DIRECTIONS FOR THIS TASK — Copy out every line of the listing below so that each one is reproduced character for character.

THE RECORDS —
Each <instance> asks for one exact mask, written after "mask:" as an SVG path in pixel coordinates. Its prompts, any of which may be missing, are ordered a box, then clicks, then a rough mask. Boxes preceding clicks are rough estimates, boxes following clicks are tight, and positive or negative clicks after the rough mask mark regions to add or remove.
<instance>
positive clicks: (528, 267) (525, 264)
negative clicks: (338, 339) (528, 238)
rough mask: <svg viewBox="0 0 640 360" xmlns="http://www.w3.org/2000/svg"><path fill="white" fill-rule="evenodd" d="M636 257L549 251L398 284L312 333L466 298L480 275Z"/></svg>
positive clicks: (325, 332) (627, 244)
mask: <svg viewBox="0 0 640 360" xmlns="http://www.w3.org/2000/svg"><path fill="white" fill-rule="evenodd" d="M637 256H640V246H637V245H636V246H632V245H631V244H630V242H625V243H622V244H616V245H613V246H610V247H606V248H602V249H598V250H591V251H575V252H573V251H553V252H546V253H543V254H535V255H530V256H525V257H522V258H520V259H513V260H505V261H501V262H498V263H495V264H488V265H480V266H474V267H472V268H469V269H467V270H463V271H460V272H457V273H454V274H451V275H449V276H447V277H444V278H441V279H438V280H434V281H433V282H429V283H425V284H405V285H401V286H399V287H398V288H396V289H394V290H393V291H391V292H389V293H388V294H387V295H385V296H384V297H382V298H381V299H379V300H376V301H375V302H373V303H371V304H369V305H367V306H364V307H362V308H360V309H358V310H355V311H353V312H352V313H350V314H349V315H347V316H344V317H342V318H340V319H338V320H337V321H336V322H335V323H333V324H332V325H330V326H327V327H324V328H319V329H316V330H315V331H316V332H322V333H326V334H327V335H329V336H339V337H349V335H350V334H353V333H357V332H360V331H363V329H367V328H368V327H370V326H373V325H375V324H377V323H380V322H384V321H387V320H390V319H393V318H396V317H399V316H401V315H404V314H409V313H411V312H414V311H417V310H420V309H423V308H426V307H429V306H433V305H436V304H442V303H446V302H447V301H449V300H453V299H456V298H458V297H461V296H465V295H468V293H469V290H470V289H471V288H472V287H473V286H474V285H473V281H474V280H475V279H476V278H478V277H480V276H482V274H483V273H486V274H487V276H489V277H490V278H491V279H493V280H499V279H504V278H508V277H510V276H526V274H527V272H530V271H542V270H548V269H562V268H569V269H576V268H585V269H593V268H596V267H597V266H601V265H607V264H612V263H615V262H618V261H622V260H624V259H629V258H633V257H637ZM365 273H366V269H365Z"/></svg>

EXERCISE OUTPUT —
Each <instance> asks for one exact mask, written after "mask:" as an SVG path in pixel coordinates. Its prompts, any of which may be missing, are ordered a box, then clicks, then a rough mask. Boxes preceding clicks are rough estimates, boxes following clicks are tight, and positive or negative clicks after the rough mask mark regions to add or remove.
<instance>
positive clicks: (528, 267) (525, 264)
negative clicks: (338, 339) (528, 238)
rough mask: <svg viewBox="0 0 640 360" xmlns="http://www.w3.org/2000/svg"><path fill="white" fill-rule="evenodd" d="M636 257L549 251L398 284L312 333L466 298L480 275Z"/></svg>
positive clicks: (325, 332) (627, 244)
mask: <svg viewBox="0 0 640 360" xmlns="http://www.w3.org/2000/svg"><path fill="white" fill-rule="evenodd" d="M637 256H640V246H637V245H636V246H632V245H631V244H630V242H625V243H622V244H616V245H613V246H610V247H606V248H602V249H598V250H591V251H575V252H573V251H553V252H546V253H543V254H535V255H530V256H525V257H522V258H520V259H513V260H505V261H501V262H498V263H495V264H488V265H480V266H474V267H472V268H469V269H467V270H463V271H460V272H457V273H454V274H451V275H449V276H447V277H444V278H441V279H438V280H434V281H433V282H429V283H425V284H405V285H401V286H399V287H398V288H396V289H394V290H393V291H391V292H389V293H388V294H387V295H385V296H384V297H382V298H381V299H379V300H376V301H375V302H373V303H371V304H369V305H367V306H364V307H362V308H360V309H358V310H355V311H353V312H352V313H350V314H349V315H347V316H344V317H342V318H340V319H338V320H337V321H336V322H335V323H333V324H332V325H330V326H327V327H324V328H319V329H316V330H315V331H316V332H322V333H326V334H327V335H329V336H339V337H349V335H350V334H353V333H357V332H360V331H363V329H367V328H368V327H370V326H373V325H375V324H377V323H380V322H384V321H387V320H390V319H393V318H396V317H399V316H401V315H404V314H409V313H411V312H414V311H417V310H420V309H423V308H426V307H429V306H433V305H436V304H442V303H446V302H447V301H449V300H453V299H456V298H458V297H461V296H465V295H468V293H469V290H470V289H471V288H472V287H473V286H474V285H473V281H474V280H475V279H476V278H478V277H480V276H482V274H483V273H486V274H487V276H489V277H490V278H491V279H493V280H499V279H504V278H508V277H510V276H526V274H527V272H530V271H542V270H548V269H562V268H569V269H576V268H585V269H593V268H596V267H597V266H601V265H607V264H612V263H615V262H618V261H622V260H624V259H629V258H633V257H637ZM365 273H366V269H365Z"/></svg>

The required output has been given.